Instructions to follow: Continue the parliamentary proceedings below, starting after the last sentence shown.

Excerpt provided:
Message from the King.

Mr. Secretary - a Message from the King, concerning this Business ; acknowleging the Respect of the House herein, and returneth the House Thanks. - Knoweth not how the Letter gotten from him. - Condemneth the Course; and giveth Consent to the Taking off the File, the Decree, &c.

Baronets.

For the Baronets: - He the Fountain of all Honour, and he to be the only Judge of Honour: Hopeth therefore, the House will not proceed further in this. -

Justices of Peace.

That his Majesty desireth the House to be tender in meddling with Clergymen being Justices of the Peace. - Will now, for a while, take it into his Care. For Bishops, and some grave Doctors of Divinity, doubteth not, but the King will think fitting.

Grievances - Sir G. Marshall.

Sir Edw. Coke: - That, if Sir G. Marshall will not consent to the Taking the Decree off the File, to go to the Lords for his further Punishment.

Privilege - Informing King of Proceedings.

Sir J. Perrott: - Not to go to the Lords about this.

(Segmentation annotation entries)
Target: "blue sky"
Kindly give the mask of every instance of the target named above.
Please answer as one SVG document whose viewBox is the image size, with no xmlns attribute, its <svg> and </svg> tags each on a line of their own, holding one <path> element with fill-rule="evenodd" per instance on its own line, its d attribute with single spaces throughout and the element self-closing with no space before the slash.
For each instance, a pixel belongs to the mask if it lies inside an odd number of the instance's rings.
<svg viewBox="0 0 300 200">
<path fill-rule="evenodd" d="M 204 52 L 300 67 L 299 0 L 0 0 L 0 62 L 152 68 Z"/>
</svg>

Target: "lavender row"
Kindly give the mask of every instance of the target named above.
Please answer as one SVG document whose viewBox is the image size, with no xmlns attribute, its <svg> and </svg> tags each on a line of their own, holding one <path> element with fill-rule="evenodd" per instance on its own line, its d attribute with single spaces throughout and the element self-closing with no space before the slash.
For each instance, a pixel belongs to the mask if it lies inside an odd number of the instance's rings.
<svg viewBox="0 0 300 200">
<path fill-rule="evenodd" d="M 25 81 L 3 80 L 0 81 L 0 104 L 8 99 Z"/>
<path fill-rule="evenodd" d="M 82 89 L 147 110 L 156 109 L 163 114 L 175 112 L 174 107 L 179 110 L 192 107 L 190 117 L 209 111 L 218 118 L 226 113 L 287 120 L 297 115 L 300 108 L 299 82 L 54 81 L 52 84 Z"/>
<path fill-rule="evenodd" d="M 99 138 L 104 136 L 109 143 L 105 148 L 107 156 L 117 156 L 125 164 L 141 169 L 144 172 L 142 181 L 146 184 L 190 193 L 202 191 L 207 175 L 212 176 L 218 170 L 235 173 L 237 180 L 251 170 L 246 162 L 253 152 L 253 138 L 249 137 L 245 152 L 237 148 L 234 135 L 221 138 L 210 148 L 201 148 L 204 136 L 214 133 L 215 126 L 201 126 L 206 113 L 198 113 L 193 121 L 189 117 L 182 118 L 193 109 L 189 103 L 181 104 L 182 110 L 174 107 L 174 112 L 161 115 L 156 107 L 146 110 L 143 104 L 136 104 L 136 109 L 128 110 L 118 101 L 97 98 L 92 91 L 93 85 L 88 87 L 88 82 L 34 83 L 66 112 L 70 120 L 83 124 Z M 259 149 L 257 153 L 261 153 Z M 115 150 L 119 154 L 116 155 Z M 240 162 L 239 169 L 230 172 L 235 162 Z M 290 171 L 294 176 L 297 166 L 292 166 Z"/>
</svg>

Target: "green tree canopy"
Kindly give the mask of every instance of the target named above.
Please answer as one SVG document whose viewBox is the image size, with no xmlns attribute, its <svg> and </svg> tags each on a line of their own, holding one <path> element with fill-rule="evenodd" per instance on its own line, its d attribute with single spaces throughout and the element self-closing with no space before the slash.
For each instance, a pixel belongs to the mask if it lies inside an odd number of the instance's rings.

--

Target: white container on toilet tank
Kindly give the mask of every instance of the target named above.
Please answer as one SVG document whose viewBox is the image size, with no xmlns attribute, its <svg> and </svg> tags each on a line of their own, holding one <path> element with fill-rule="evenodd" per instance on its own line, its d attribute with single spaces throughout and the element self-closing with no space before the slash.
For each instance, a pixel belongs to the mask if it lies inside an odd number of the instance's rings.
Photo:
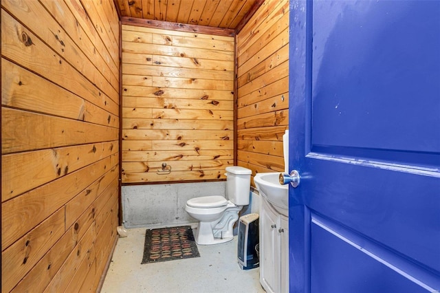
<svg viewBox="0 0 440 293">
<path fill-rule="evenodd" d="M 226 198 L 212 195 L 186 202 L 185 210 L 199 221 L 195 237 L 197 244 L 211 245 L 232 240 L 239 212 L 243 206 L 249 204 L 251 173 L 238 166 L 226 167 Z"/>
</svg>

...

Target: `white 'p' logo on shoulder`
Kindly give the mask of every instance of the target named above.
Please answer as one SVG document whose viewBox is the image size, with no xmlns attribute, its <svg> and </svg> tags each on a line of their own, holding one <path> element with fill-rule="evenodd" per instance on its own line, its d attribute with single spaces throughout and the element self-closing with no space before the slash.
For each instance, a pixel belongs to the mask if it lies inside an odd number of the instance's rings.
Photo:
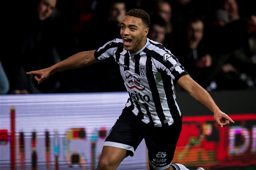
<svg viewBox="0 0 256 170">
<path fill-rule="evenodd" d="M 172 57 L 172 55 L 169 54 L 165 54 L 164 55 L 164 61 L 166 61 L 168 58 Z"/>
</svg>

Output:
Sir D. Digges : - That the Clergy, who have informed the King of this, upon Trust and Hear-say. That resolved by the Committee, to leave the Bishops, and other dignified Persons, to the King's Pleasure; only to petition the King, that others, who had Cure of Souls, might not be distracted by this civil Office, from their spiritual Callings.

Sir Edw. Coke:- - That parochial Ministers tied to their Charges: Not fit to be in Commission. - An ancient Writ to discharge them of it.

Mr. Speaker : - Apparent, the King misinformed. - No Bill in the House, nor intended. - To inform the King hereof, and what the true Intentions of the House were in this Matter.

Resolved, This to be done, by Mr. Secretary, Mr. Chancellor of the Exchequer, and Sir Edw. Coke.

Sir Edw. Sands moveth for an Order, that, whensoever it shall hereafter appear, that the King is misinformed, the Speaker, as the Mouth of the House, may inform the King thereof.

Mr. Alford: - Sorry, the King should be thus daily informed of our Consultations. - That the King may be intreated, not thus often to interpose ; which endangereth the Liberties of this House.

Sir H. Poole moveth, a Petition to the King, that he will censure those, which thus misinform him. - For the Baronets ; acknowlegeth the King's absolute Power in disposing Honour. - Never hereditary Honour established amongst the Commons. - Speaketh not, to advise the House to proceed further in it, because of the King's Pleasure.

Sir D. Digges: - To inform the King, that in Durham, where but 12 in Commission of the Laity, there are 13 of the Clergy, and Dependents upon the Clergy.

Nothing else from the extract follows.